Input rows.
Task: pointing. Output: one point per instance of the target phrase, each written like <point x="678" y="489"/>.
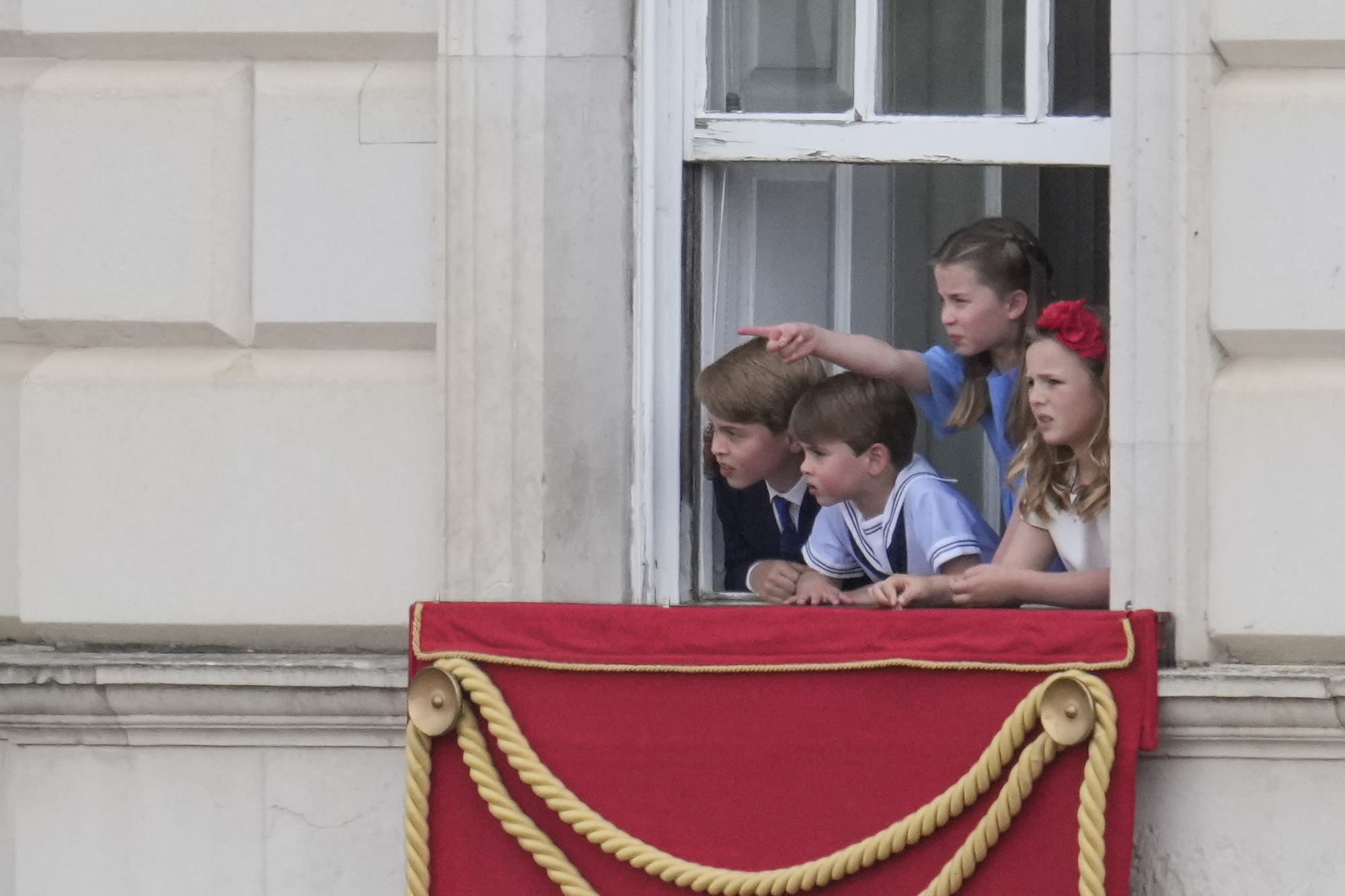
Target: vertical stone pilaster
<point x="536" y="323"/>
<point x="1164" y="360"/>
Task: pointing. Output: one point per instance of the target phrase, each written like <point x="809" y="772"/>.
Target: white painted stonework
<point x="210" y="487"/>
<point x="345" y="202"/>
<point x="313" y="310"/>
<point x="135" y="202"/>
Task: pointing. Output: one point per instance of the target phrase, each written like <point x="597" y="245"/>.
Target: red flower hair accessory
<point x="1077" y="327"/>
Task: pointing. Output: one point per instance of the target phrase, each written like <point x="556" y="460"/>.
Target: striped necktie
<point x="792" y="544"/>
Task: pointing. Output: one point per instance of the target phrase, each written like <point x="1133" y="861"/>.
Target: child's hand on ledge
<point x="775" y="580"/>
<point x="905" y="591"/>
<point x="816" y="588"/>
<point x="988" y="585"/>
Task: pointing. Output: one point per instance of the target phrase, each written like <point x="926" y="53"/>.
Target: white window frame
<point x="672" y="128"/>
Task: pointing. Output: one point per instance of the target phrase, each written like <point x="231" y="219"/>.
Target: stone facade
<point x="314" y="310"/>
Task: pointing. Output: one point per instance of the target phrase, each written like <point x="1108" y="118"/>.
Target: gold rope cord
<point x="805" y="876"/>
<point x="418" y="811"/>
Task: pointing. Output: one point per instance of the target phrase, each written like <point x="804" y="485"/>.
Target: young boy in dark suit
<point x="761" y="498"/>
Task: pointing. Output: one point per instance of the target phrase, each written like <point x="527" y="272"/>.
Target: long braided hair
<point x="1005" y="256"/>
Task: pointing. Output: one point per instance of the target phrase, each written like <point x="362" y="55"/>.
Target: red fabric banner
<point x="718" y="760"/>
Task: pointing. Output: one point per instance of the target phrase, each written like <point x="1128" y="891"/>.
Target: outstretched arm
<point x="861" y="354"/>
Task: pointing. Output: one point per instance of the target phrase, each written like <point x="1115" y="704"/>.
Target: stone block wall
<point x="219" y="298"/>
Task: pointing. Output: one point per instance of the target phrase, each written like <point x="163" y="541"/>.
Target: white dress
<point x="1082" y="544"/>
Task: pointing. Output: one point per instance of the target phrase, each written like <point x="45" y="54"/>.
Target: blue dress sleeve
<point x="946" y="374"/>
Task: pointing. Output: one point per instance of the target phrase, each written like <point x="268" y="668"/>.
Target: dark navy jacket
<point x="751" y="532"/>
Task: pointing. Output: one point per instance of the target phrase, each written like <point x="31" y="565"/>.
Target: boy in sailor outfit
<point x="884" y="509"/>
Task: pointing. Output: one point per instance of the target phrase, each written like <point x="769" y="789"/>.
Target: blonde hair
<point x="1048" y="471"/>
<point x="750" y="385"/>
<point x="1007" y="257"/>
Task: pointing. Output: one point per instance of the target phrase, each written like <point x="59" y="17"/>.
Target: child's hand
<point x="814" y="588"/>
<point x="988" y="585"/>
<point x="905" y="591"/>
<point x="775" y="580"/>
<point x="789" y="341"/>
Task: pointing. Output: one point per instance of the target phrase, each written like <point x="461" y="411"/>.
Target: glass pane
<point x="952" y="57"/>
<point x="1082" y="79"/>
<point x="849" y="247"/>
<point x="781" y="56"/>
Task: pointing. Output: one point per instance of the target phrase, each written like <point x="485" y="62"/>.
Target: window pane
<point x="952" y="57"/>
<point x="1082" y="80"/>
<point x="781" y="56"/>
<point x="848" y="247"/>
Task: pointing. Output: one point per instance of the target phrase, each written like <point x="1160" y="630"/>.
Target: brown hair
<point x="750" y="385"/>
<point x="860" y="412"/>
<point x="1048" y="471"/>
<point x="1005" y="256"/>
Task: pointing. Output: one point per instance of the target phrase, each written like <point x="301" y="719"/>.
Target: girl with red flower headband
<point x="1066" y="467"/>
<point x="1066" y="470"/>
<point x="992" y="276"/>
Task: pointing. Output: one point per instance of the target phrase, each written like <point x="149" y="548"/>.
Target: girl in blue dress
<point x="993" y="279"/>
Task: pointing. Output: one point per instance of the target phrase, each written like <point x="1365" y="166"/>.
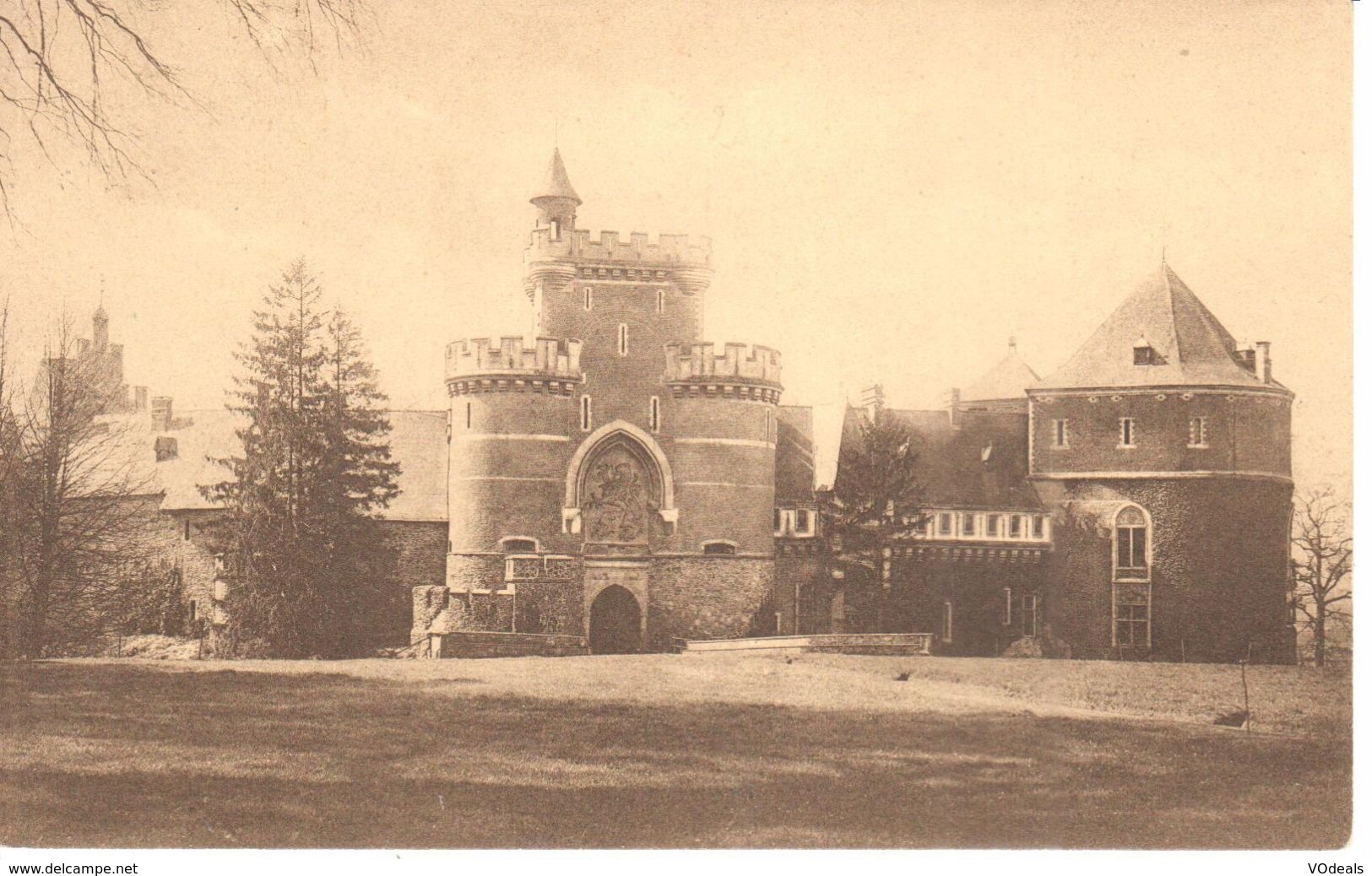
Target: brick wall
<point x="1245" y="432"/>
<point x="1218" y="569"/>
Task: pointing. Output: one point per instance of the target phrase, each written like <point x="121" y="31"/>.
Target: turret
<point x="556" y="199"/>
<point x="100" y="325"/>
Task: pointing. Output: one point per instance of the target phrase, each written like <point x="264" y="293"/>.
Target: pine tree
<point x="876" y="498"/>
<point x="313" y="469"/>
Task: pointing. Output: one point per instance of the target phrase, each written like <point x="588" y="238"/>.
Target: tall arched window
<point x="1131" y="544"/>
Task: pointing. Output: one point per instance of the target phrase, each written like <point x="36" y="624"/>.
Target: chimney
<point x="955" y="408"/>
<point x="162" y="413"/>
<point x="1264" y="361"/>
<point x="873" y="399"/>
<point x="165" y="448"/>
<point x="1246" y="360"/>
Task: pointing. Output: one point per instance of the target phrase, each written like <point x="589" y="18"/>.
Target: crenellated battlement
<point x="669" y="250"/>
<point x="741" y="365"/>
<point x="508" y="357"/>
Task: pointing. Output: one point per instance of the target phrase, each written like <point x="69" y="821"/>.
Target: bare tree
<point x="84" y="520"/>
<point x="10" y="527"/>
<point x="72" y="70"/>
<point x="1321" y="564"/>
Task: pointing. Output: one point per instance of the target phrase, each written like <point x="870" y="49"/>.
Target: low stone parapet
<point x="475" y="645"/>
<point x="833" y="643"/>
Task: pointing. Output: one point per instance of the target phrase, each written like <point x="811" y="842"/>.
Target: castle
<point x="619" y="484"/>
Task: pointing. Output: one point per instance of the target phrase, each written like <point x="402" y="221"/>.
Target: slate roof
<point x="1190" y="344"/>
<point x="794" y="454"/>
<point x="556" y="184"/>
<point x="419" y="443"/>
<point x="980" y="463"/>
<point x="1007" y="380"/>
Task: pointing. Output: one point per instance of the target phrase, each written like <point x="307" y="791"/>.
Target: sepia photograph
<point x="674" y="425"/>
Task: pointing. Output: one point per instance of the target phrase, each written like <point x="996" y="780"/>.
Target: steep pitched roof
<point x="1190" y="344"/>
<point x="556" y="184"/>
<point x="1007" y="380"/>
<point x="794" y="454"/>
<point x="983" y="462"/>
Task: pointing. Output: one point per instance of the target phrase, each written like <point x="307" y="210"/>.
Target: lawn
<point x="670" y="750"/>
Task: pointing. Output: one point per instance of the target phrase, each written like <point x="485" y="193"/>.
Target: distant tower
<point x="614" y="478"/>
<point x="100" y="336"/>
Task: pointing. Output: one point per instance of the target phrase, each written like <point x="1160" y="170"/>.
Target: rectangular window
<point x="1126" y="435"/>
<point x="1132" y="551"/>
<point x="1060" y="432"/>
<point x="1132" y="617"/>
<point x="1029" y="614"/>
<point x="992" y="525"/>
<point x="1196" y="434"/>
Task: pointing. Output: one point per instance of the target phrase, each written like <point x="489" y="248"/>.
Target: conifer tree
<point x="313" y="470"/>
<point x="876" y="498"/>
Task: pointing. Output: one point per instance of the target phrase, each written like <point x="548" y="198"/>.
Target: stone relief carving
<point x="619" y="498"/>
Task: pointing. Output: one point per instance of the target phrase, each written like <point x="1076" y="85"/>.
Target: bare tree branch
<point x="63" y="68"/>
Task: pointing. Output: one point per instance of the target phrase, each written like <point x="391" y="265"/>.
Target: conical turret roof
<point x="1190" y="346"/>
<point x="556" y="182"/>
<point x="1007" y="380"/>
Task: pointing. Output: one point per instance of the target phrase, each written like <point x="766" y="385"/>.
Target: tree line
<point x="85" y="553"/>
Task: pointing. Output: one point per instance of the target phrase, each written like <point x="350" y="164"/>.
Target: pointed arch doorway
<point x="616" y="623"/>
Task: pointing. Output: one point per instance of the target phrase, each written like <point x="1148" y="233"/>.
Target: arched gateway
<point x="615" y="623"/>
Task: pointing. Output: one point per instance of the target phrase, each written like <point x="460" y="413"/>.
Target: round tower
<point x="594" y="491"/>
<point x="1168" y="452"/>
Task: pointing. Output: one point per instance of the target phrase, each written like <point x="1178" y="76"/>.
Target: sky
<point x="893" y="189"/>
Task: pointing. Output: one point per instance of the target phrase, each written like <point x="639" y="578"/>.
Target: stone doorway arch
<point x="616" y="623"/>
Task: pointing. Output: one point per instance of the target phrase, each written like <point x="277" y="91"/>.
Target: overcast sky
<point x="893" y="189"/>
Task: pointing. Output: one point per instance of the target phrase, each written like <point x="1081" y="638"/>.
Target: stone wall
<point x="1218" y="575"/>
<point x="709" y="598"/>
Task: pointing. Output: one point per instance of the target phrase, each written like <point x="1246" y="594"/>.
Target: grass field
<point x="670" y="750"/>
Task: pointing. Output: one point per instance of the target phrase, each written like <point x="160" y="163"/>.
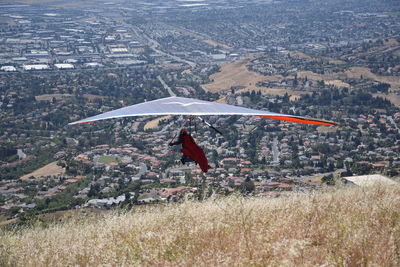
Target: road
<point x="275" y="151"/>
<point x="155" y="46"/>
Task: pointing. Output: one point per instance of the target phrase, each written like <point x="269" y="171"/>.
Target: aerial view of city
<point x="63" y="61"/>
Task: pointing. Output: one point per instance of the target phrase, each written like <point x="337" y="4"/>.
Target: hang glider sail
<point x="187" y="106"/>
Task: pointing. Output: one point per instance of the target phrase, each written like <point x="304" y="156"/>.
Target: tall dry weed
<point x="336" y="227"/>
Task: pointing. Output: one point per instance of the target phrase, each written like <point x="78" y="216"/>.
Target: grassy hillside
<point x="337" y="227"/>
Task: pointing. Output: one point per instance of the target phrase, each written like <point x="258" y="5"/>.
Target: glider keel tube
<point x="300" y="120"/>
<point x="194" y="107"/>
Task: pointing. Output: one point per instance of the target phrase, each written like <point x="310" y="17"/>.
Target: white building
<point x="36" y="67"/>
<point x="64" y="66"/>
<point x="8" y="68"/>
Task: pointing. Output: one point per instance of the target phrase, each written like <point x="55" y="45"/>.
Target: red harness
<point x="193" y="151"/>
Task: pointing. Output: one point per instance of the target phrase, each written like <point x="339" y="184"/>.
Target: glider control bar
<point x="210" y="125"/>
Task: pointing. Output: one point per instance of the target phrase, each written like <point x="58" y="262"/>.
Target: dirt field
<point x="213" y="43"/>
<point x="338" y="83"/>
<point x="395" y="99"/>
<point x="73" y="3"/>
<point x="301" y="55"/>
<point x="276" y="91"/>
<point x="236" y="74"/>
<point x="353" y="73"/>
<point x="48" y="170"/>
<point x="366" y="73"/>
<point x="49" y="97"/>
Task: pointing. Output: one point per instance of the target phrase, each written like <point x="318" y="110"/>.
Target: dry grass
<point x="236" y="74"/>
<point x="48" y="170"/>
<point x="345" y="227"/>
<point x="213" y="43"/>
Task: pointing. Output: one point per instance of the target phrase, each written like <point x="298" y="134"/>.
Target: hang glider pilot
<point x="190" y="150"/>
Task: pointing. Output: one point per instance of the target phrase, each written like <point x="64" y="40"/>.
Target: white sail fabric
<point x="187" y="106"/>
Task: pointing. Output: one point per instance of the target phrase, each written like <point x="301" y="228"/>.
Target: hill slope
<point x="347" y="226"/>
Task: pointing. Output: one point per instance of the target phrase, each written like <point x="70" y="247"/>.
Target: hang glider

Task details. Filter the rows above and copy every line that contains the string "field". Matching is case-sensitive.

Solution below.
Target: grass field
Target: dirt field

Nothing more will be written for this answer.